*Metin*
______________________________
GÖRÜNTÜLÜ

HPG komutanı Serhat: Tel Afer ve Musul operasyonunda yer almak istiyoruz

HPG Kerkük-Maxmur güçleri Komutanı Bawer Serhat, Musul ve Tel Afer özgürleştirilmeden güney Kürdistan üzerindeki tehlikenin kalkmayacağına dikkat çekerek, Musul’un Kürt güçlerin öncülüğünde özgürleştirilebileceğini söyledi.

HPG Kerkük-Maxmur güçleri Komutanı Bawer Serhat, Musul ve Tel Afer özgürleştirilmeden güney Kürdistan üzerindeki tehlikenin kalkmayacağına dikkat çekerek, Musul’un Kürt güçlerin öncülüğünde özgürleştirilebileceğini söyleyerek ekledi: “Eğer Musul ve Tel Afer operasyonu için talep olursa HPG olarak yanıtımız evettir.”

HPG Kerkük-Maxmur Güçleri Komutanı Bawer Serhat, Güney Kürdistan’daki son askeri ve DAİŞ ile mücadele konusunda gündemde olan konuları ajansımıza değerlendirdi.

HPG güçleri komutanı Serhat, DAİŞ’in Kerkük’ten 20, Maxmur’dan ise 17 km uzaklıkta bulunduğunu ve Musul ile Tel Afer gibi stratejik mevzileri elinde bulunduran çete güçlerin hala büyük bir tehlike arz ettiğini söyledi. “Musul ve Tel Afer özgürleştirilmeden Şengal, Kerkük ve Mahmur üzerindeki tehlike kalkmaz” diyen gerilla komutanı, gerillanın şu ana kadar üzerine düşen rolü başarıyla yerine getirdiğini kaydederek, “HPG ile peşmerge güçleri ortak savunmadalar. Şengal’de, Maxmur ve Kerkük’te ne gerilla ne de peşmerge tek başına başardı; birlikte başardık. Yerel koordinasyon ve diyaloglar var ama kesin başarı için ortak komutanlık şart” dedi.

Şu ana kadar HPG olarak her hangi bir güçten veya devletten ne ekonomik ne de askeri bir yardım almadıklarını söyleyen gerilla komutanı, “mantıklı olan, DAİŞ’e karşı oluşturulan koalisyonun DAİŞ’le savaşta başarılı olan bir güce destek sunmasıdır ancak şu ana kadar hiç kimseden destek almadık. Kendi öz gücümüzle, halkımızın maddi-manevi desteğiyle direniyoruz” şeklinde konuştu.

Kuzey Kürdistan’da devam eden devlet vahşetine ve bu vahşete karşı Kürt halkının YPS öncülüğünde geliştirdiği direnişe de değinen Bawer Serhat, “Kürtler imha ve inkar sisteminde değil özgür yaşamak istiyor. Öz yönetim ilanları ve gelişen öz savunma bu anlama geliyor” dedi. Kuzey Kürdistan’da gelişen direnişi “bir ilk” olarak tanımlayan HPG komutanı, “Kürtler ilk defa ev ev, mahalle mahalle, ilçe ilçe, il il devlete karşı direniyor. YPS’nin ilanı ve mücadelesi çok önemli bir adımdır. İlanların devam edeceğine inanıyorum. Güney Kürdistanlı gençlerin Kuzey Kürdistan’da savaşmak istemeleri çok anlamlı ve ulusal bir tutum. Bütün Kürtler Kuzey Kürdistan direnişine sahip çıkmalı” dedi.
______________________________
*Veriler*
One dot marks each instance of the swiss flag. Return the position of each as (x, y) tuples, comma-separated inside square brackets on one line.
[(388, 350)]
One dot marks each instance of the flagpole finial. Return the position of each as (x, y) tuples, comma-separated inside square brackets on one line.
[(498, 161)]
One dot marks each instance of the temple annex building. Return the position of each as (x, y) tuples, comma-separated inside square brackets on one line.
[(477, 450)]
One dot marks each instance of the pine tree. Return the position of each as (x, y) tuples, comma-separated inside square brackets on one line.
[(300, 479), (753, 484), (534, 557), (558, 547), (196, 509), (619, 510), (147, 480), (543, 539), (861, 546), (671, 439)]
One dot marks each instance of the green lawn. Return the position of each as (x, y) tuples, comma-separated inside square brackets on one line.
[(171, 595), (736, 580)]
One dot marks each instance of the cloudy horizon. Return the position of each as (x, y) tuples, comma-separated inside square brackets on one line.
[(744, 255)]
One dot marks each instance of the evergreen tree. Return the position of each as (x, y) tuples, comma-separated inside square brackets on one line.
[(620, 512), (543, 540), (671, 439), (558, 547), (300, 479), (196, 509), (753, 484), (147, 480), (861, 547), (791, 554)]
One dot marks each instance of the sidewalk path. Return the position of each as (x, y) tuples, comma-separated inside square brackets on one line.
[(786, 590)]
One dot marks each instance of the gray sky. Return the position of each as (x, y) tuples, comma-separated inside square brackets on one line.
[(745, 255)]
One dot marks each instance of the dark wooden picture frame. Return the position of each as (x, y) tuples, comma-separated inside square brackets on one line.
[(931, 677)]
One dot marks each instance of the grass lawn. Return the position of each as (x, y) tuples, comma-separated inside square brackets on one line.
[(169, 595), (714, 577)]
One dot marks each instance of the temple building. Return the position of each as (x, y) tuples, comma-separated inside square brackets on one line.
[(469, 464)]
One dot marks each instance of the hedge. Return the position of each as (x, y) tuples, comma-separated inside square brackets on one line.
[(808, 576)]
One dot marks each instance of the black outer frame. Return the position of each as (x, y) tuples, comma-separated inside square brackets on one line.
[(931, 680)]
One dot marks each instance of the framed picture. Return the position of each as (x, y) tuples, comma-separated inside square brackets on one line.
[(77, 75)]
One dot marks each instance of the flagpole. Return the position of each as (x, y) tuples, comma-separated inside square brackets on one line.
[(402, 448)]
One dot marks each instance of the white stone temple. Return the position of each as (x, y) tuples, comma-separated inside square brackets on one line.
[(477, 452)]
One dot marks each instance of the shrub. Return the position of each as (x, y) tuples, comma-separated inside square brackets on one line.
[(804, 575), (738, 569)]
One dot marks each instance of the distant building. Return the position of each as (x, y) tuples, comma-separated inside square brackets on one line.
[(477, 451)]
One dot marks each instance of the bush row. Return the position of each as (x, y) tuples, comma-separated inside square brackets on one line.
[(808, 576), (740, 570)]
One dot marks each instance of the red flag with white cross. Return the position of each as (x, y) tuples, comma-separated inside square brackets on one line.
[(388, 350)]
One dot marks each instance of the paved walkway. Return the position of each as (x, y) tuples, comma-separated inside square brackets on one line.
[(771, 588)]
______________________________
*Görev Listesi*
1. Metne göre DAİŞ, Maxmur'dan kaç kilometre uzaklıkta bulunmaktadır?
2. Metnin "HPG Kerkük-Maxmur Güçleri Komutanı Bawer Serhat, Güney" ifadesiyle başlayıp "konuları ajansımıza değerlendirdi." ifadesiyle biten bölümünü, bu son ifade de dahil olmak üzere aynen aktarınız.

*Alıştırma Yanıtları*
1. 17 kilometre uzaklıkta bulunmaktadır.

2.
HPG Kerkük-Maxmur Güçleri Komutanı Bawer Serhat, Güney Kürdistan’daki son askeri ve DAİŞ ile mücadele konusunda gündemde olan konuları ajansımıza değerlendirdi.